> _Source document_
# Multi-flat bands and strong correlations in Twisted Bilayer Boron   Nitride

**Authors:** Lede Xian, Dante M. Kennes, Nicolas Tancogne-Dejean, Massimo, Altarelli, Angel Rubio

arXiv: 1812.08097 · 2019-10-01

## TL;DR

This paper demonstrates that twisted bilayer boron nitride naturally exhibits multiple flat bands without precise angle tuning, leading to correlated insulating and superconducting phases, making it a promising platform for studying two-dimensional correlation physics.

## Contribution

It reveals that TBBN hosts multiple flat bands and correlated phases without fine-tuning, offering a more robust alternative to TBG for exploring strongly correlated phenomena.

## Key findings

- Multiple flat bands emerge in TBBN without fine-tuning.
- Doping TBBN leads to correlated insulating and superconducting states.
- TBBN exhibits well-separated, degenerate bands within the gap.

> _Dataset excerpt_
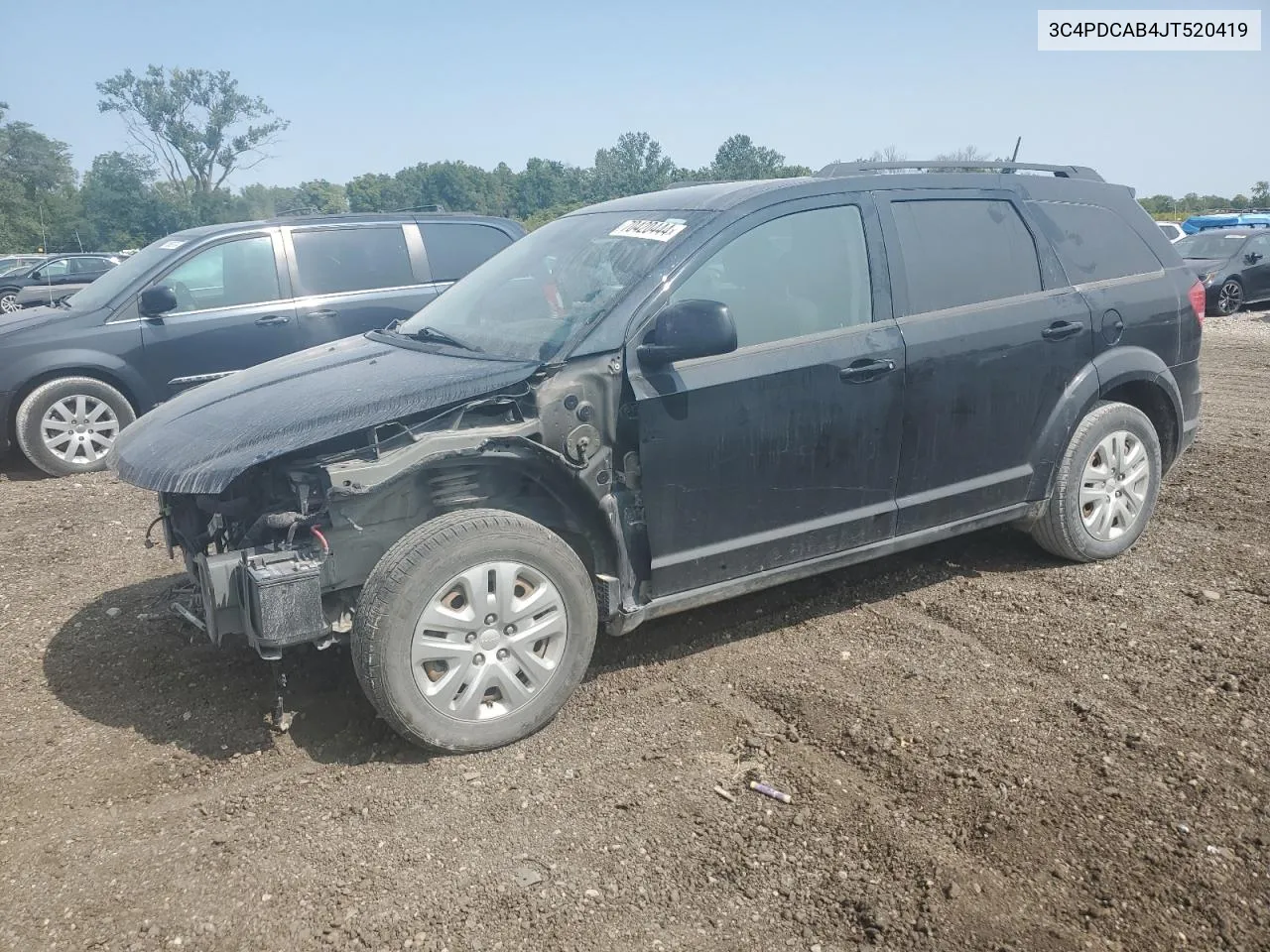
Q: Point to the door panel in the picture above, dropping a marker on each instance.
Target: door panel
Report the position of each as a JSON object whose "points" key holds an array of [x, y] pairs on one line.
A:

> _Task directions_
From the twisted bilayer boron nitride summary, extract the passage that begins at "It reveals that" and ends after "and superconducting states.", copying it word for word.

> _Exercise output_
It reveals that TBBN hosts multiple flat bands and correlated phases without fine-tuning, offering a more robust alternative to TBG for exploring strongly correlated phenomena.

## Key findings

- Multiple flat bands emerge in TBBN without fine-tuning.
- Doping TBBN leads to correlated insulating and superconducting states.